▶ [任务目标] 请缩放下方从含“# point at: the weathered”的那一行起至最后一行为止（首尾两行都算在内）的全部行并重新写出，其中每个坐标数值都乘以 0.65 并四舍五入为整数（恰为 .5 时进位），其他数字一律不动。输出中不要包含图片。

▶ [所示数据]
____

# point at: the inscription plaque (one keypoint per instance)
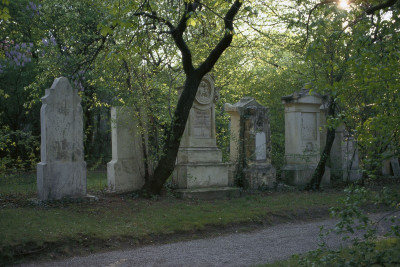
(309, 126)
(205, 92)
(202, 123)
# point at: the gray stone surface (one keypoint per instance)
(395, 166)
(62, 170)
(199, 161)
(344, 159)
(302, 136)
(125, 172)
(250, 144)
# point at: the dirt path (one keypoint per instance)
(258, 247)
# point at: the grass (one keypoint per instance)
(25, 183)
(30, 231)
(25, 227)
(388, 249)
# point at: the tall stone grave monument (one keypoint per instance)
(62, 170)
(344, 159)
(302, 137)
(250, 144)
(199, 170)
(125, 172)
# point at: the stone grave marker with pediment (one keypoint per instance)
(62, 170)
(250, 144)
(199, 170)
(302, 137)
(126, 170)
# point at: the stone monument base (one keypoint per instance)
(122, 176)
(198, 155)
(208, 193)
(300, 175)
(61, 179)
(346, 176)
(260, 176)
(200, 175)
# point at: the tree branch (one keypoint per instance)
(224, 43)
(375, 8)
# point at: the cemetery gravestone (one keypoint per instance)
(302, 137)
(395, 166)
(125, 172)
(250, 144)
(199, 170)
(62, 170)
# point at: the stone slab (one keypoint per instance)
(199, 155)
(123, 175)
(209, 193)
(70, 180)
(300, 175)
(201, 175)
(62, 170)
(260, 176)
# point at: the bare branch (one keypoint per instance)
(224, 43)
(375, 8)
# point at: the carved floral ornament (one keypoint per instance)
(205, 93)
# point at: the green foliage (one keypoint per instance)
(353, 219)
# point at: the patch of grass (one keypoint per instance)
(115, 216)
(25, 183)
(388, 250)
(20, 183)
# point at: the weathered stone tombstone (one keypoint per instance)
(126, 170)
(395, 166)
(344, 159)
(250, 144)
(62, 170)
(199, 170)
(302, 137)
(391, 167)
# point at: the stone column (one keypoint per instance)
(62, 170)
(250, 144)
(125, 172)
(199, 170)
(302, 137)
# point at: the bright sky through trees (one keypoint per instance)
(343, 4)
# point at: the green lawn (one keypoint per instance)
(31, 230)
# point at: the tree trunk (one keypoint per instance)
(166, 163)
(319, 172)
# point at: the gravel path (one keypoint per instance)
(240, 249)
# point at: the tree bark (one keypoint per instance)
(166, 163)
(319, 172)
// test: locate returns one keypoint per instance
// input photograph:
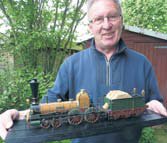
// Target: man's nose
(106, 23)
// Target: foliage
(15, 87)
(39, 29)
(147, 136)
(150, 14)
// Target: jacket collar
(121, 47)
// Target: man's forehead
(101, 6)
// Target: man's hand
(6, 120)
(157, 107)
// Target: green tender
(127, 103)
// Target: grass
(160, 133)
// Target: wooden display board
(21, 133)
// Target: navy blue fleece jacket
(90, 70)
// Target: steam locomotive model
(117, 104)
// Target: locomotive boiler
(117, 104)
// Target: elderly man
(107, 65)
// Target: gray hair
(91, 2)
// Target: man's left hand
(157, 107)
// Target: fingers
(6, 121)
(22, 114)
(157, 107)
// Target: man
(107, 65)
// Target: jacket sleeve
(60, 88)
(152, 89)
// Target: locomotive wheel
(45, 124)
(91, 115)
(75, 117)
(56, 123)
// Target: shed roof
(146, 32)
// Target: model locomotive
(117, 104)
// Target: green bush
(15, 88)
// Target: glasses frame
(110, 18)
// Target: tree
(151, 14)
(39, 30)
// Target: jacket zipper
(107, 72)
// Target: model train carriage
(124, 107)
(56, 113)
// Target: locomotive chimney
(34, 88)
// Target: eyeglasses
(99, 20)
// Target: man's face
(106, 24)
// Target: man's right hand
(6, 120)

____

▶ [书面作答]
# point at: the weathered stone tombstone (one keypoint per instance)
(82, 111)
(257, 108)
(224, 103)
(163, 94)
(40, 111)
(129, 111)
(196, 89)
(254, 109)
# point at: the stone column (one keypoint per instance)
(40, 111)
(163, 94)
(81, 112)
(129, 111)
(196, 89)
# point at: the bright sky through trees (one keypoint per instance)
(223, 3)
# point at: the green lawn (one keypoint per instance)
(20, 150)
# point at: the tree trunk (one keypoint per instance)
(108, 106)
(207, 112)
# point at: the gravel path (one keypoint per instance)
(156, 162)
# point at: the tree bark (one keypoint per instance)
(108, 106)
(207, 112)
// test: locate returns one keypoint per instance
// input photograph:
// Target: man's nose
(69, 15)
// Target: foliage
(10, 57)
(25, 19)
(96, 88)
(98, 9)
// Target: jacket collar
(79, 31)
// Target: man's forehead
(66, 4)
// Target: man's hand
(4, 78)
(102, 70)
// Target: green tender
(83, 67)
// Target: grass
(104, 86)
// Target: wooden display board
(14, 86)
// Target: navy blue fleece jacket
(59, 46)
// Target: steam locomotive model
(76, 68)
// Target: locomotive boiler
(76, 68)
// Target: elderly man
(70, 42)
// Target: gray hair
(59, 1)
// Target: man's left hand
(102, 70)
// Target: fingers
(4, 79)
(14, 74)
(102, 70)
// Target: man
(70, 42)
// Target: jacket sleeve
(39, 57)
(99, 58)
// Target: locomotive wheel
(29, 81)
(59, 75)
(49, 76)
(36, 80)
// Target: shed roof
(95, 21)
// Target: model locomotive
(76, 68)
// Target: green bush
(10, 57)
// Target: glasses frame
(72, 12)
// Target: tree
(98, 9)
(25, 20)
// Target: jacket zipper
(70, 47)
// Target: model train carriage
(81, 70)
(36, 73)
// Target: locomotive chimney
(22, 57)
// Target: eyeglasses
(64, 13)
// Target: man's face
(69, 16)
// Target: man's right hand
(4, 78)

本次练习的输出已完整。